• **EXERCISE BRIEF**:
Would you copy each of the following rows verbatim, keeping every character and line unchanged?

• **DATASET RECORDS**:
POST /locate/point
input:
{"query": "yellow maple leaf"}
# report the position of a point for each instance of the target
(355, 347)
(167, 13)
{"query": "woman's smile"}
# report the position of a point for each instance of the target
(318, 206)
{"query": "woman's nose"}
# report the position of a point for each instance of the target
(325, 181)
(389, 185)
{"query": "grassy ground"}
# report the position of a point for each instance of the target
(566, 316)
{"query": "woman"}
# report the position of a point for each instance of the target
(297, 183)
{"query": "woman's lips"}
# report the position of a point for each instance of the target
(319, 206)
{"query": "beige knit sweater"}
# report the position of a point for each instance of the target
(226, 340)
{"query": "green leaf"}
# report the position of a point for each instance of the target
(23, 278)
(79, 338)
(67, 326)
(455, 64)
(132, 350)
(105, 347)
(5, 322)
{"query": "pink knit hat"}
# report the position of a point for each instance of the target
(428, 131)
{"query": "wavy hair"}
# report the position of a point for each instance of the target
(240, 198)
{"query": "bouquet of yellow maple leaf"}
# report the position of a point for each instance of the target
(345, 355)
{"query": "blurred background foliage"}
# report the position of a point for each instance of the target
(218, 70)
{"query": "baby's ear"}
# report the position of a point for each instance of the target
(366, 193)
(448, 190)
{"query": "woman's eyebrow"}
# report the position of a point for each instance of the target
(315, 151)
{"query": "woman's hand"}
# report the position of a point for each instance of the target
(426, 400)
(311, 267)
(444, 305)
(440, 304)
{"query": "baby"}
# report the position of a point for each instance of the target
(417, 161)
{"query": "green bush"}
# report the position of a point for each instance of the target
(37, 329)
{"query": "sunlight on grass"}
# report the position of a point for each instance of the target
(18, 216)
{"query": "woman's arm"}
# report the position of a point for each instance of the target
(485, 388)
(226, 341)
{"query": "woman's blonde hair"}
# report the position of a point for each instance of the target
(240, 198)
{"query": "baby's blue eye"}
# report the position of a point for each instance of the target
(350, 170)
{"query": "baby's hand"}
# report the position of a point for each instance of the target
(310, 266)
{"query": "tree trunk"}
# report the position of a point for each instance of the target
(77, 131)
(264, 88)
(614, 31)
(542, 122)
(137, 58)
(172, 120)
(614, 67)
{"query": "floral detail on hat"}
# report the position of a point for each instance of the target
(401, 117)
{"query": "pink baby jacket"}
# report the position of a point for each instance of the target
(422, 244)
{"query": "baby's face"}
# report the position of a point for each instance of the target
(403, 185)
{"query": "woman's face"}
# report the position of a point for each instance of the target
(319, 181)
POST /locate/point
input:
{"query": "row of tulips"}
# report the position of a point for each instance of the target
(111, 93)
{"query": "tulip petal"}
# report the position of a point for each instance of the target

• **WORKED SOLUTION**:
POST /locate/point
input:
{"query": "yellow maple leaf"}
# report the position of a point for each instance of the target
(355, 347)
(167, 13)
{"query": "woman's smile"}
# report the position of a point for each instance of the target
(318, 206)
{"query": "woman's nose"}
# report the position of a point for each instance of the target
(325, 181)
(389, 185)
{"query": "grassy ground"}
# report the position of a point for each instance of the target
(566, 316)
{"query": "woman"}
# report the position of a point for each instance of the target
(297, 183)
{"query": "woman's lips"}
# report the position of a point for each instance of the target
(319, 206)
{"query": "beige knit sweater"}
# report the position of a point for each instance of the target
(226, 340)
{"query": "green leaf"}
# report the position of a point for each instance of the target
(23, 278)
(79, 338)
(67, 326)
(455, 64)
(132, 350)
(105, 347)
(5, 322)
{"query": "pink knit hat"}
# report the position of a point for each instance of the target
(428, 131)
{"query": "wavy hair"}
# report the position of a point for each instance of the target
(240, 198)
{"query": "bouquet of yellow maple leaf"}
# report the position of a point for each instance of the target
(345, 355)
{"query": "blurred background foliage"}
# report the position of a point for each instance of the target
(218, 70)
{"query": "baby's ear"}
# report the position of a point for each instance of the target
(366, 193)
(448, 190)
{"query": "woman's eyebrow"}
# report the position of a point for each instance of the target
(315, 151)
{"query": "woman's hand"}
# report the position of a point for each instance of the target
(426, 400)
(311, 267)
(444, 305)
(440, 304)
{"query": "baby"}
# report the position of a point for each instance of the target
(417, 161)
{"query": "green bush"}
# report the position of a point for each instance of the target
(37, 329)
{"query": "sunlight on grass"}
# report the position of a point for each instance of the target
(18, 216)
{"query": "woman's arm"}
# report the position of a point for each instance of the target
(485, 388)
(226, 341)
{"query": "woman's blonde hair"}
# report the position of a point for each instance of the target
(240, 198)
{"query": "baby's blue eye"}
# report the position of a point for each instance of the target
(350, 170)
{"query": "baby's hand"}
# report the position of a point for each instance of the target
(310, 266)
{"query": "tree trunk"}
# report the position of a point for each instance of the target
(77, 131)
(264, 88)
(614, 31)
(542, 122)
(137, 58)
(172, 120)
(614, 67)
{"query": "floral detail on hat"}
# report the position of a point for each instance of the target
(401, 117)
{"query": "pink baby jacket"}
# report the position of a point for each instance of the target
(422, 244)
{"query": "baby's face"}
# report the position of a point for each instance of the target
(403, 185)
{"query": "woman's face"}
# report the position of a point for each instance of the target
(319, 181)
POST /locate/point
input:
{"query": "row of tulips"}
# report the position of a point for each instance of the target
(111, 93)
{"query": "tulip petal"}
# report the position of a point for each instance of the target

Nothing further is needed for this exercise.